* **PAGE**
______________________________

# Black GT3RS



## Invisible Touch (Mar 5, 2008)

This w'end i spent 14 hours working on a stunning piece of Porsche history, a beautiful, black GT3RS..

Lack of 'during' pics this time as i just wanted to crack on 

First off the wheels were jetwashed then left to soak in bilberry. Then aggitated with brushes. Actually this was done 3 times. Due to the car being used a lot on tracks the brake dust was baked on, there was also a lot of tar and rubber on the inside of the rims so i clayed these. The owner removed graphics from the doors and rear wings from a previous trackday so they could be corrected underneath. The car had not been washed here.
































































After being washed using the 2 bucket method, it was clayed with gloss it mild clay and last touch. It was then washed again.

It was then taken inside and taped up ready for machine polishing. Was a lovely garage to work in, even the floor was a piece of Porsche history 

It was machine polished with a Makita rotary using menzerna 85RD and 106FA with 3M polishing and finishing pads and spot pads for the tighther areas.
It was then wiped down with menzerna top inspection.
Dodo juice lime prime lite was then applied by hand and was followed up with 2 coats of victoria concourse wax.
The engine bay was wiped down and all rubbers and plastics were treated with 303 aerospace protectant.
External platics as well as door and window seals were treated with autoglym bumper care.
The wheels were treated with poorboys wheel sealant and 2 applications of meguiars endurance tyre gel.

Lastly the car was teated with zaino Z8 grand finale.

This picture was last night after 1 application of wax and no z8










Here are the final pics, i'll have some professional pictures taken today, later next week which i'll post up.



























































































Thanks for looking


----------



## Justin182 (Jul 18, 2006)

Stunning!


----------



## Waxamomo (Jun 18, 2008)

Stunning work and car :thumb:


----------



## mr kuryakin (Nov 20, 2005)

fantastic i like the black/orange combo very nice.great job.


----------



## KleenChris (Apr 4, 2008)

______________________________

* **DATASET EXTRACT**

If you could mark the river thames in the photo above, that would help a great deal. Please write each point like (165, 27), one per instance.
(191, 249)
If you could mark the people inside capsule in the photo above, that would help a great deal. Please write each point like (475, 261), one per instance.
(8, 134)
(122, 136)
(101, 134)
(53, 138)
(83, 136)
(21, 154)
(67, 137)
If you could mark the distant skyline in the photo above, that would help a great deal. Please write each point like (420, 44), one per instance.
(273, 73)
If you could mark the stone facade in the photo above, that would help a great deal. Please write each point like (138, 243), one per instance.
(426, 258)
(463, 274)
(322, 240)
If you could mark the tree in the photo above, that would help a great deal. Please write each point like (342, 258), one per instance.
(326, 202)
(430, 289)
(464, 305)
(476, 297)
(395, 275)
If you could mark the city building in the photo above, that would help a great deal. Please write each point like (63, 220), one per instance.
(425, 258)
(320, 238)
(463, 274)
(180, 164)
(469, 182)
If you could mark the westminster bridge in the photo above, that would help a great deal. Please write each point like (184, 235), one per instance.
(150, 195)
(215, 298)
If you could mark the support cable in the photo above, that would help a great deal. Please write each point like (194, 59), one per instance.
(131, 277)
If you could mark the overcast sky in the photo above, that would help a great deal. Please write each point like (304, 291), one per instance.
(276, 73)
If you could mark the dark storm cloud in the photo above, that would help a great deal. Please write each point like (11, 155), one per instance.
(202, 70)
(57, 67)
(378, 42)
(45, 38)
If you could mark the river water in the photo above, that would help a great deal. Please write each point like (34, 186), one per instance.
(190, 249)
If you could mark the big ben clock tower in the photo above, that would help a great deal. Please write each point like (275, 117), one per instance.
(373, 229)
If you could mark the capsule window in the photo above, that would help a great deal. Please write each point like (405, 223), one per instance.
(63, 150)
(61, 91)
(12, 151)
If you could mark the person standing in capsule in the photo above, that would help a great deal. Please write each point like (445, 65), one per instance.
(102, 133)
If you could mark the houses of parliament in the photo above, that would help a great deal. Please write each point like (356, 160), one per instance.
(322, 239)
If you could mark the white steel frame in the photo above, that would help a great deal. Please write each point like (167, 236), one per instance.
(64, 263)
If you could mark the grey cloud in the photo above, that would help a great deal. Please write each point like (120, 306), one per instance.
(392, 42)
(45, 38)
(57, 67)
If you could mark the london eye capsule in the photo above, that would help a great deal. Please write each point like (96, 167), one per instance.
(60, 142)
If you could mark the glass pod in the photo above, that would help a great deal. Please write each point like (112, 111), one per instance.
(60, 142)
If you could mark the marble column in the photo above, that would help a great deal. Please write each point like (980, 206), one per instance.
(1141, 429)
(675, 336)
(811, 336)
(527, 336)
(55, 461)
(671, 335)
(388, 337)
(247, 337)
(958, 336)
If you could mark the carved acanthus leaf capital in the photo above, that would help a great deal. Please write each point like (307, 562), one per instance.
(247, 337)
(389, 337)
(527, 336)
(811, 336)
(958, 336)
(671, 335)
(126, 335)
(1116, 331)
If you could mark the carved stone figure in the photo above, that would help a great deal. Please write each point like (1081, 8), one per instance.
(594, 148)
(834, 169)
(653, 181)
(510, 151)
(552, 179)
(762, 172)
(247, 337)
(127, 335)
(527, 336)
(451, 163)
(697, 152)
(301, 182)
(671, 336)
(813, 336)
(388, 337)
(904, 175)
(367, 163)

______________________________

* **GIVEN PROBLEM A**
In the GT3RS detailing thread above, why did the owner remove the graphics from the doors and rear wings? Answer in one to three sentences.
* **GIVEN PROBLEM B**
What machine was used to polish the car in the GT3RS detailing thread?
* **GIVEN PROBLEM C**
Please write out the part of the GT3RS detailing thread from "After being washed" up to and including "303 aerospace protectant.".

* **FULL ANSWER A**
The owner removed the graphics, which were left over from a previous trackday, so that the paint underneath could be corrected.

* **FULL ANSWER B**
A Makita rotary.

* **FULL ANSWER C**
After being washed using the 2 bucket method, it was clayed with gloss it mild clay and last touch. It was then washed again.

It was then taken inside and taped up ready for machine polishing. Was a lovely garage to work in, even the floor was a piece of Porsche history 

It was machine polished with a Makita rotary using menzerna 85RD and 106FA with 3M polishing and finishing pads and spot pads for the tighther areas.
It was then wiped down with menzerna top inspection.
Dodo juice lime prime lite was then applied by hand and was followed up with 2 coats of victoria concourse wax.
The engine bay was wiped down and all rubbers and plastics were treated with 303 aerospace protectant.